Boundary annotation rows

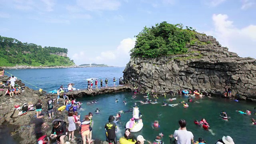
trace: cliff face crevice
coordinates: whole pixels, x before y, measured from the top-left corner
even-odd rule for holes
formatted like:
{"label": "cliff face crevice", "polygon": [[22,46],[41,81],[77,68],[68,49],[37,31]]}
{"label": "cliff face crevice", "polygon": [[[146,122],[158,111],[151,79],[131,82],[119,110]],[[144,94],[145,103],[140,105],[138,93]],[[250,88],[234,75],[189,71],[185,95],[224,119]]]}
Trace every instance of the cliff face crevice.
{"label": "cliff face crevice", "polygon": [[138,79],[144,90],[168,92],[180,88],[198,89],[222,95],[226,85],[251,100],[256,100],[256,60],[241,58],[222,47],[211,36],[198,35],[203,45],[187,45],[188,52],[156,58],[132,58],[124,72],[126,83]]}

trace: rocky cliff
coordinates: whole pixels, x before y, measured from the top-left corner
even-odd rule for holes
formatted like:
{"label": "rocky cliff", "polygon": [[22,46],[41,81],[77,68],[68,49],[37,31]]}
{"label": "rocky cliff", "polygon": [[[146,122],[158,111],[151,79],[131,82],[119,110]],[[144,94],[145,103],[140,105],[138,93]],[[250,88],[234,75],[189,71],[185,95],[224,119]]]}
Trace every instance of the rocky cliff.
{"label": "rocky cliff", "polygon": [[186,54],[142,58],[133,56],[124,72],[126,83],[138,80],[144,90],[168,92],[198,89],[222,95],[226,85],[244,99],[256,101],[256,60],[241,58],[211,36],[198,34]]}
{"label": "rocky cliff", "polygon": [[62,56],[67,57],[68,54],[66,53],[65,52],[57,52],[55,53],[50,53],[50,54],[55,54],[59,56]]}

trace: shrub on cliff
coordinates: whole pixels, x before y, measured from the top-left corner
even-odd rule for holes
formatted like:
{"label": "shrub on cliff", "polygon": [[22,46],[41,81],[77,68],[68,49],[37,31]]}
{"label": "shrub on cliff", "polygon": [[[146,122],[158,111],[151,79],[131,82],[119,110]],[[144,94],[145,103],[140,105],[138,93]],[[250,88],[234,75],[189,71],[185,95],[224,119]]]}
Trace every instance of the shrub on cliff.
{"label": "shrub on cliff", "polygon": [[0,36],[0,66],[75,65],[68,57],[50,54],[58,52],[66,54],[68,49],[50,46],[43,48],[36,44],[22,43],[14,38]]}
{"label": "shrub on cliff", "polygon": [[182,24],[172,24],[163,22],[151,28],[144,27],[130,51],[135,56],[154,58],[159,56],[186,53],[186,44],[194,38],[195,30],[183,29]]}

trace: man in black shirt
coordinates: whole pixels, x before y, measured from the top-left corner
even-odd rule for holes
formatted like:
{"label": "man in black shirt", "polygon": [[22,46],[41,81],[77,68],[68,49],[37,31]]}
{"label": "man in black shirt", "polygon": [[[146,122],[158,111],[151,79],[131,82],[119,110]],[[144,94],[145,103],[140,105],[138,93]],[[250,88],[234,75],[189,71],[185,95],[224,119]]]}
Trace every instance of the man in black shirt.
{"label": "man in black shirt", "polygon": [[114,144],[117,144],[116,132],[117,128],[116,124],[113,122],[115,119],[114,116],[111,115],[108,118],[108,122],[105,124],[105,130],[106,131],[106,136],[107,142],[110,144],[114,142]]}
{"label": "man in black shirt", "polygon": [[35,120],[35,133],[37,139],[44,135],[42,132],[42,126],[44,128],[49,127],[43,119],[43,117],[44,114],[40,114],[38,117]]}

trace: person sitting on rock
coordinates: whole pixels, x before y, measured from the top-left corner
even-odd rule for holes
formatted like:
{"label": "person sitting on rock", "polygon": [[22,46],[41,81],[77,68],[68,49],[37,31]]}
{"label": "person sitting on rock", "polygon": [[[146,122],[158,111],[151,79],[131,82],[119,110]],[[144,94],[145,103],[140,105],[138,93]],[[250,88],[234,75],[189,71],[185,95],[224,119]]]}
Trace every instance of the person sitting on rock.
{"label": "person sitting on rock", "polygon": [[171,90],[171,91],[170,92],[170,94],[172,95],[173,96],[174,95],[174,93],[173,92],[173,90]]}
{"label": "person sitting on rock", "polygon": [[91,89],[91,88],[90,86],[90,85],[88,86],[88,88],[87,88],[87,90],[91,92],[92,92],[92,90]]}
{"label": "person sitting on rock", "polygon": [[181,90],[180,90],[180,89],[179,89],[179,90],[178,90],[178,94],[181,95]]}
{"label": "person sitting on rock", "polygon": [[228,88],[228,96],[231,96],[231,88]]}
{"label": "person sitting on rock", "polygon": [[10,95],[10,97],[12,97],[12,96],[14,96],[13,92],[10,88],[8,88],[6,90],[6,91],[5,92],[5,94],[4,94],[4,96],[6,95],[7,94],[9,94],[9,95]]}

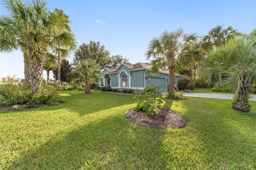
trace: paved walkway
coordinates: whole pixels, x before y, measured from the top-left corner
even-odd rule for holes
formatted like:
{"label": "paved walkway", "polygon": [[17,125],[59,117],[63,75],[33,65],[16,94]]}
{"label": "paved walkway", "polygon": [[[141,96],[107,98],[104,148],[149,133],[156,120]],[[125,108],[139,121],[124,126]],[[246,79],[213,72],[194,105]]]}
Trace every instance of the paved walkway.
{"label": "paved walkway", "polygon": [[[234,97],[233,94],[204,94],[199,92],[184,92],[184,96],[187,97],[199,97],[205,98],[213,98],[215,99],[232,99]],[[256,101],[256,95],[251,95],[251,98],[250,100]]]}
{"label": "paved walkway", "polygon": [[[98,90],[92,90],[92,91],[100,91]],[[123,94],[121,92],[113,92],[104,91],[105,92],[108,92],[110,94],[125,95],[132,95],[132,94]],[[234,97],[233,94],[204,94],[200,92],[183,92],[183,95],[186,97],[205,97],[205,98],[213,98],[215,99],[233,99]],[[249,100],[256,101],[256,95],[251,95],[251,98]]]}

## EXERCISE INSTRUCTIONS
Copy the lines above exactly as they appear, beginning at the line that contains "trace: paved walkway" and continuing through the last of the rows.

## SOLUTION FOR THIS PROBLEM
trace: paved walkway
coordinates: whole pixels, x before y, measured from the top-left corner
even-odd rule for holes
formatted like:
{"label": "paved walkway", "polygon": [[17,125],[59,117],[63,75],[33,65],[16,94]]}
{"label": "paved walkway", "polygon": [[[141,96],[107,98],[104,148],[149,133],[156,120]],[[125,108],[139,121],[124,126]],[[246,79],[213,72],[194,105]]]}
Trace every instance of the paved walkway.
{"label": "paved walkway", "polygon": [[[234,97],[233,94],[204,94],[199,92],[184,92],[184,96],[187,97],[199,97],[205,98],[213,98],[215,99],[232,99]],[[256,101],[256,95],[251,95],[251,98],[250,100]]]}
{"label": "paved walkway", "polygon": [[[98,90],[92,90],[92,91],[100,91]],[[123,94],[121,92],[113,92],[104,91],[105,92],[108,92],[110,94],[125,95],[132,95],[132,94]],[[234,97],[233,94],[204,94],[200,92],[183,92],[183,95],[186,97],[205,97],[205,98],[213,98],[215,99],[233,99]],[[249,100],[256,101],[256,95],[251,95],[251,98]]]}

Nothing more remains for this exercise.